_Your goal_
Continue the Voxengo SPAN guide from the point where it stops.

_Quoted passage_
--- START ---

Founder & CEO, Futureproof Music School

How to Use Voxengo SPAN: The Free Spectrum Analyzer Every Producer Needs

Most bedroom producers mix with their ears alone. That works until it doesn't. When you can't figure out why your low end sounds muddy, or why your master sounds great in headphones but falls apart on a club system, you need something objective to back up what you're hearing.

Voxengo SPAN is that tool. It's free, it's in professional studios everywhere, and once you know how to read it, you'll wonder how you ever mixed without it.

What Is Voxengo SPAN?

SPAN is a free real-time FFT (Fast Fourier Transform) spectrum analyzer plugin. It shows the frequency content of your audio as it plays.

The horizontal axis is frequency, 20 Hz on the left to 20 kHz on the right. The vertical axis is volume. The taller the curve at any frequency, the louder that frequency is in your mix.

--- END ---

_Records_
--- START ---

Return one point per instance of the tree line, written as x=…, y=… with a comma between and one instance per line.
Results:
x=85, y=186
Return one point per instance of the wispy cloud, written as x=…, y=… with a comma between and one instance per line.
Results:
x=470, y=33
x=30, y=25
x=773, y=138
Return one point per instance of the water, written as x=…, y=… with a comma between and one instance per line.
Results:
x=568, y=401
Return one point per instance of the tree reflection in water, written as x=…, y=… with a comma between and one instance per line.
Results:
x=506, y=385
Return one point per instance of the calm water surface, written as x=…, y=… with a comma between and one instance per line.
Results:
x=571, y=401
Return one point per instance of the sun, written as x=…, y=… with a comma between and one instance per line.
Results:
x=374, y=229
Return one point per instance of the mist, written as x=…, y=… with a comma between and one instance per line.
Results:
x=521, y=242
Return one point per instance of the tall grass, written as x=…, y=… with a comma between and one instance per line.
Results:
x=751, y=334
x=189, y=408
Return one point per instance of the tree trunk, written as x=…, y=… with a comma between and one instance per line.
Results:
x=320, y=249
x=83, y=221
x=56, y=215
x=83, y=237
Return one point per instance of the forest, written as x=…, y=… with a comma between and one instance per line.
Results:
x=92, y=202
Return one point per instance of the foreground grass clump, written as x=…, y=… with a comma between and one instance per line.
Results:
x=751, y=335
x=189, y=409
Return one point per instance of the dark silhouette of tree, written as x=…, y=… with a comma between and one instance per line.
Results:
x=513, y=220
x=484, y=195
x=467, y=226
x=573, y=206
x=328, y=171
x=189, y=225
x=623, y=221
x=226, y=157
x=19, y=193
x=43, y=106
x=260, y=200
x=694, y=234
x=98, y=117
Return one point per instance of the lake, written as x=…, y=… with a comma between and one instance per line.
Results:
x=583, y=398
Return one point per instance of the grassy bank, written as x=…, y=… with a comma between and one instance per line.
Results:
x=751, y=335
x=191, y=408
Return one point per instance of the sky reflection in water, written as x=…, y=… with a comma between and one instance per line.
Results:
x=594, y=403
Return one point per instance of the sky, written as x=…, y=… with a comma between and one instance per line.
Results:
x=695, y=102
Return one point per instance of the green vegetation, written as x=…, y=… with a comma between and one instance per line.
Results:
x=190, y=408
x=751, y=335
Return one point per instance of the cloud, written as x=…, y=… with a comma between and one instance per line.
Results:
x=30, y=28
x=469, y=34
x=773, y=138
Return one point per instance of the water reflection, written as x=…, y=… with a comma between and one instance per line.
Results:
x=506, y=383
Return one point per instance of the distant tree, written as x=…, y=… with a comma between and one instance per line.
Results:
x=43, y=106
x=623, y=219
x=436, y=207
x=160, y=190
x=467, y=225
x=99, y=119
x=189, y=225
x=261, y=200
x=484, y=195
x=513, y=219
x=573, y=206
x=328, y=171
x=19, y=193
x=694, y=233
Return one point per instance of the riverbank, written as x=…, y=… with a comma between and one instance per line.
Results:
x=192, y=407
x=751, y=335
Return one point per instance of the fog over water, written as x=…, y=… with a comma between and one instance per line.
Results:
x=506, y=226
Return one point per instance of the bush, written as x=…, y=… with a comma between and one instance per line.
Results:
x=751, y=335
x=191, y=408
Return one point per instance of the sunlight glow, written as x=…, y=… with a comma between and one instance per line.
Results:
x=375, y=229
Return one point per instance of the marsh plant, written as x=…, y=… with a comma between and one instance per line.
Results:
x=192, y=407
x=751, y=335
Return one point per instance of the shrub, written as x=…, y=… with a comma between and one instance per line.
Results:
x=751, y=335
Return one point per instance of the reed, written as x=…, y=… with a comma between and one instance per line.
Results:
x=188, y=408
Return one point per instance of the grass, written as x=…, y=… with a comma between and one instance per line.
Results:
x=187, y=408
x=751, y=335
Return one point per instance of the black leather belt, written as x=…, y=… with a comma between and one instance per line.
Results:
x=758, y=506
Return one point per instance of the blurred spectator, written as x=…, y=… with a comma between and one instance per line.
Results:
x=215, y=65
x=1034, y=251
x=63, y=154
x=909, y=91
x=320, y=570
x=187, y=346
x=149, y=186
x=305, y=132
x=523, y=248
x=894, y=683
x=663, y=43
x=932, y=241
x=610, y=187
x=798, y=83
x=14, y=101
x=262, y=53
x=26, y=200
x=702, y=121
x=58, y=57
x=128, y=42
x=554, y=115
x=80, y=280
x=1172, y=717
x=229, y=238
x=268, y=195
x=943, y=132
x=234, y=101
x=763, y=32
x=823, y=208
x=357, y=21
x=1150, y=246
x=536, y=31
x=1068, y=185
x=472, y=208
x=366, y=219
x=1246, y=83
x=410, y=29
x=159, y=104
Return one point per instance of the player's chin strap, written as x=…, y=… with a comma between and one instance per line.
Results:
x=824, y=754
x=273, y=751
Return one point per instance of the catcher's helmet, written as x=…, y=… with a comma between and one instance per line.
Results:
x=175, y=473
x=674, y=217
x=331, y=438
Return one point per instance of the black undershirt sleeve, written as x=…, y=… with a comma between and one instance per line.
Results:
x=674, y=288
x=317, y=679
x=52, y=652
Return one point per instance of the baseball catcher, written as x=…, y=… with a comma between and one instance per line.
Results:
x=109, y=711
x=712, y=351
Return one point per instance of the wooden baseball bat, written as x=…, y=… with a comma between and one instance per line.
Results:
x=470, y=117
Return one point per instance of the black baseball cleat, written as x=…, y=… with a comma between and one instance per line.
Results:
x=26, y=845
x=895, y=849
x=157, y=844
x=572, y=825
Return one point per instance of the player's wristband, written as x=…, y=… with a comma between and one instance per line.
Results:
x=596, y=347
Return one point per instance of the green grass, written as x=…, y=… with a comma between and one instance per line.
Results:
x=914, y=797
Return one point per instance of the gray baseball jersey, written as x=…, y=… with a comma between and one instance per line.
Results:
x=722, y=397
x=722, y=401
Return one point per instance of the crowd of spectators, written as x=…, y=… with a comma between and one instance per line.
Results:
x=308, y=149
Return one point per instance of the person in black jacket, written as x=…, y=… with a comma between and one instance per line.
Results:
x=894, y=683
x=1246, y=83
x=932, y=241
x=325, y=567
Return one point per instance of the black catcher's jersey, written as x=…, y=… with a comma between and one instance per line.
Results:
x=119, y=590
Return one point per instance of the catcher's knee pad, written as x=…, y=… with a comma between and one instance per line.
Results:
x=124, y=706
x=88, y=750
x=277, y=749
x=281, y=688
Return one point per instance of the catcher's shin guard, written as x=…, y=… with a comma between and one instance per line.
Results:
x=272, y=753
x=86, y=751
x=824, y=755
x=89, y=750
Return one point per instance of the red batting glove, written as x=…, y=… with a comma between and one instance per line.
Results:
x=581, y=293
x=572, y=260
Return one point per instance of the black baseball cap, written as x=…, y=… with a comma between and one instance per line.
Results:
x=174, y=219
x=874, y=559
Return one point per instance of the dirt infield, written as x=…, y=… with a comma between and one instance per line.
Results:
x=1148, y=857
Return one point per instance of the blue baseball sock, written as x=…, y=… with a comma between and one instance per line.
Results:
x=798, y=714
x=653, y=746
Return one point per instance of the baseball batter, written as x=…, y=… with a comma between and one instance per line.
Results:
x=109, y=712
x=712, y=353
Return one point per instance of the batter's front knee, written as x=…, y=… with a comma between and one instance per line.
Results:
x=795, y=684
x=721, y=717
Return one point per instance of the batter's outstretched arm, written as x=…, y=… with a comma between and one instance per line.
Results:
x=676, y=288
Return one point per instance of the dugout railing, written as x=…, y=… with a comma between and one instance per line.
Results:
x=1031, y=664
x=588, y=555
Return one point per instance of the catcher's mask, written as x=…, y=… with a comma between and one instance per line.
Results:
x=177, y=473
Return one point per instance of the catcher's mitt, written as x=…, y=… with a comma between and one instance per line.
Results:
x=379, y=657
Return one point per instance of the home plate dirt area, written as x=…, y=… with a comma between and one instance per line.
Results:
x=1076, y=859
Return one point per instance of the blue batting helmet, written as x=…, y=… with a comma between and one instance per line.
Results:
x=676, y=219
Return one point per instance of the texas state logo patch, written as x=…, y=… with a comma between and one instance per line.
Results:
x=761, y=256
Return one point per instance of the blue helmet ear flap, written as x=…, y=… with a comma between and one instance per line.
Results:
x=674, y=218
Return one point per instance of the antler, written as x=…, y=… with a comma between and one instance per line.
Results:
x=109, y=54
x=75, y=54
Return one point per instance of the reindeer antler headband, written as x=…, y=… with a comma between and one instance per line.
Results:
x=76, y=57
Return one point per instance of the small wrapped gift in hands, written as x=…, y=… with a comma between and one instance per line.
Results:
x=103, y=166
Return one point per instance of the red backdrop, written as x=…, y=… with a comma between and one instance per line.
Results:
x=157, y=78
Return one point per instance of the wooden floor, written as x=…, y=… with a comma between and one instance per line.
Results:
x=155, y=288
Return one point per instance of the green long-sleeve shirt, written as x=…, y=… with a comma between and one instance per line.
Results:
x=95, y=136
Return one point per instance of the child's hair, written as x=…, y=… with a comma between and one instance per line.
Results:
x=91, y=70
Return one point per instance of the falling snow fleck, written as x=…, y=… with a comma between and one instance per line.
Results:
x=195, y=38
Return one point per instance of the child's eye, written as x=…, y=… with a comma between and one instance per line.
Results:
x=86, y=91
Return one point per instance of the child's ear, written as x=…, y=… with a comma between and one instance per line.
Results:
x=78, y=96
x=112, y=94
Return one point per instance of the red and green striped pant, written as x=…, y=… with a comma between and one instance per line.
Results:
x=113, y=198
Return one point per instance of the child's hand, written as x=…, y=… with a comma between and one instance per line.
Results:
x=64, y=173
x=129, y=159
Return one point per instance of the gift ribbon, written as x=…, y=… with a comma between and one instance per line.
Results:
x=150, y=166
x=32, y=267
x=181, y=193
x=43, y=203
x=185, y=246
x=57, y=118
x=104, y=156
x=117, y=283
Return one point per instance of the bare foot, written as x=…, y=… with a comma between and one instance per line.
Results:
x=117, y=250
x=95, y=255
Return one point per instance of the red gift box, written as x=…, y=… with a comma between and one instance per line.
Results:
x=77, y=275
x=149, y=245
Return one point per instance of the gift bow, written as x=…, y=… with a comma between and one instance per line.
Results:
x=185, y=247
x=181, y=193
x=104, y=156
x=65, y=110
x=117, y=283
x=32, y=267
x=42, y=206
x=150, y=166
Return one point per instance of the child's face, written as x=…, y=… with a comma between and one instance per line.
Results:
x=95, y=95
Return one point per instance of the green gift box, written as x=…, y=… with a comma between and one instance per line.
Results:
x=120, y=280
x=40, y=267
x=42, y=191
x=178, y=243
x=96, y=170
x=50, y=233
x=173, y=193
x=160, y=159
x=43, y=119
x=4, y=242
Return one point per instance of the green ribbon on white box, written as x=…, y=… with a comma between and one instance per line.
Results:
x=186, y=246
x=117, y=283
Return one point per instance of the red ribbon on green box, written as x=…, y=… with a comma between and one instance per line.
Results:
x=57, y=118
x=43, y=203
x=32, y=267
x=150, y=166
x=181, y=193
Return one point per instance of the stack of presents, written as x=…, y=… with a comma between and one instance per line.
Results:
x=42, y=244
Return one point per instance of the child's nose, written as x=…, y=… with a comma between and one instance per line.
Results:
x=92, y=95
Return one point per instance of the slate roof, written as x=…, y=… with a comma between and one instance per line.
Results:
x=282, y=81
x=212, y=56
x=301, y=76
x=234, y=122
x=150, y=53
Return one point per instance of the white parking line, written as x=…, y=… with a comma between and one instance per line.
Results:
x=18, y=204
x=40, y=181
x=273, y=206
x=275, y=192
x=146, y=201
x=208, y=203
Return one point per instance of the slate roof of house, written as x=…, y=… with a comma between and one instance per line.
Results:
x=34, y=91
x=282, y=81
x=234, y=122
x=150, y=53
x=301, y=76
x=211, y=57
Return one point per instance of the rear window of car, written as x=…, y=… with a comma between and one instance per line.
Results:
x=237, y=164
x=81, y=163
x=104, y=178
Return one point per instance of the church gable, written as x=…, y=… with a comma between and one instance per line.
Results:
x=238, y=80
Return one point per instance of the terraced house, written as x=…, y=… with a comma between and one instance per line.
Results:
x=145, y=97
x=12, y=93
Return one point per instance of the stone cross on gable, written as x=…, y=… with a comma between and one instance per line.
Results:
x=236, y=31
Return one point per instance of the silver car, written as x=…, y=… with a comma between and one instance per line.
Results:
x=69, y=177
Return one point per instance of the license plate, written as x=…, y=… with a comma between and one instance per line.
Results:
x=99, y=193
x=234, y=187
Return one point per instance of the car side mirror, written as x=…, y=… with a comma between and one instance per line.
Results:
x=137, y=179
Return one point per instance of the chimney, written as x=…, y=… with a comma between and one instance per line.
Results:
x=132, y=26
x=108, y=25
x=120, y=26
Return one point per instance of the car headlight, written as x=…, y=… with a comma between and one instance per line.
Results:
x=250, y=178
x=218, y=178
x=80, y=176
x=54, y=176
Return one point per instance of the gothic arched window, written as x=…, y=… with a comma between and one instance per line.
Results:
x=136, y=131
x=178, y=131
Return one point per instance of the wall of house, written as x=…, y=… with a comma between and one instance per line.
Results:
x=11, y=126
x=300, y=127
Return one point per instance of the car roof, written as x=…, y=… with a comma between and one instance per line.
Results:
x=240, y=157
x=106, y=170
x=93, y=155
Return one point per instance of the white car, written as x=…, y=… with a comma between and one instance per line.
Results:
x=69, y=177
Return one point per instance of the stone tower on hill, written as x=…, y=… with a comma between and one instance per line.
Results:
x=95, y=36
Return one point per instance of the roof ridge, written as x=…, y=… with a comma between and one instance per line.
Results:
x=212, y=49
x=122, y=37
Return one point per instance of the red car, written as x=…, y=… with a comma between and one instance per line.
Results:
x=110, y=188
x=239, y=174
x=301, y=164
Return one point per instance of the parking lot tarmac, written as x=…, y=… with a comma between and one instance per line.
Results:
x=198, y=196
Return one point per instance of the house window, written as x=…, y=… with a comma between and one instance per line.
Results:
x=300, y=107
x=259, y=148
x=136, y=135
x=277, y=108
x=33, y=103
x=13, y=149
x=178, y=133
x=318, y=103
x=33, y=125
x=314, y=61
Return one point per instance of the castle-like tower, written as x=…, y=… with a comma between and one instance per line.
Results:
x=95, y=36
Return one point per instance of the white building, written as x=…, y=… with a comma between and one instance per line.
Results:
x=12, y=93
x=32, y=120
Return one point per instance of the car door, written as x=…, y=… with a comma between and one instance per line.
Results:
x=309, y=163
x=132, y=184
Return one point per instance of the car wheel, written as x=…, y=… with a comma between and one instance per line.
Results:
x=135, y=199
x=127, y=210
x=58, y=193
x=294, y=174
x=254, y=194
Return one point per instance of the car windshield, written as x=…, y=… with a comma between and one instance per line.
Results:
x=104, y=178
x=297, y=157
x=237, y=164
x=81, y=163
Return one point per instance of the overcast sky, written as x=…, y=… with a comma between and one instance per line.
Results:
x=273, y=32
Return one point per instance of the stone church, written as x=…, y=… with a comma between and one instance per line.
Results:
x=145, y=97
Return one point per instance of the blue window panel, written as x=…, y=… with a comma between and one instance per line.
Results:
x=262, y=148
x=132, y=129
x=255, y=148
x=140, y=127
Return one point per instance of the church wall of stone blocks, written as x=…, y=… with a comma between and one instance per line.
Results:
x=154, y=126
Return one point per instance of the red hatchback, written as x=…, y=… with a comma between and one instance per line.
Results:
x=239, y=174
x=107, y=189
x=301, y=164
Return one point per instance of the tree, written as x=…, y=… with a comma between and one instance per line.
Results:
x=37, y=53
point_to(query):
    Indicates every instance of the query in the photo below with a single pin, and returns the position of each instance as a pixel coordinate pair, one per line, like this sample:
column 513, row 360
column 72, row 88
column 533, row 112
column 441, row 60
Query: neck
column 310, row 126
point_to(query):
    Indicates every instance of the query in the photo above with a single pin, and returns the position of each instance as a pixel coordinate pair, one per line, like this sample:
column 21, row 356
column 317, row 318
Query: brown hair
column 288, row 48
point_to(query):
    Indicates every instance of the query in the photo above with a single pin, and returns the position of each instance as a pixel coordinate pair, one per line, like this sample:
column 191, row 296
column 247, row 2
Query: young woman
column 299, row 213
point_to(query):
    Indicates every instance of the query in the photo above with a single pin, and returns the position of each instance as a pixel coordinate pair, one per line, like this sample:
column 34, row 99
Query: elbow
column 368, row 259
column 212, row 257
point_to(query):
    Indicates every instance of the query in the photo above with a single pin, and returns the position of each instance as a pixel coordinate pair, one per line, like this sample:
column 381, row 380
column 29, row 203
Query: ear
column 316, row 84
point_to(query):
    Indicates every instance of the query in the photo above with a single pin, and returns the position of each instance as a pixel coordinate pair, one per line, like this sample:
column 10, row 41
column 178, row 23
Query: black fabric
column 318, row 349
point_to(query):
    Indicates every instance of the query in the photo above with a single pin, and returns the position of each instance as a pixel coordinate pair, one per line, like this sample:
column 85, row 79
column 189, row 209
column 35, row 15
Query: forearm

--- END ---

_Task answer_
It runs as VST, VST3, AU, and AAX, so it works in Ableton, Logic, FL Studio, Cubase, Pro Tools, and basically everything else.

Why you actually need a spectrum analyzer

Your ears are subjective. Your room acoustics lie to you. SPAN gives you data.

It catches things your ears regularly miss: sub-bass that overwhelms a mix, mud building up in the 200-400 Hz range, harsh resonances in the upper mids around 3-6 kHz, and high-frequency rolloff that makes a track sound dull.

In a well-balanced electronic music mix, sub-bass (below 80 Hz) should account for roughly 12% of total spectral energy. Most first-time producers run closer to 28%. That's why the mix sounds fine at home and boomy everywhere else.

How to download and install SPAN

Go to [voxengo.com/product/span](https://www.voxengo.com/product/span/) and download the installer. No email, no trial period. It installs like any other plugin.

Scan your plugin library in your DAW and it will show up.

Put SPAN on your master bus

Drag SPAN onto your master bus and leave it there. This gives you a constant view of what your full mix is doing.

From there, solo individual tracks to see what each element contributes. Kick sounding boomy? Solo it. Snare cutting through at a weird frequency? Solo it. SPAN will show you exactly where the problem is.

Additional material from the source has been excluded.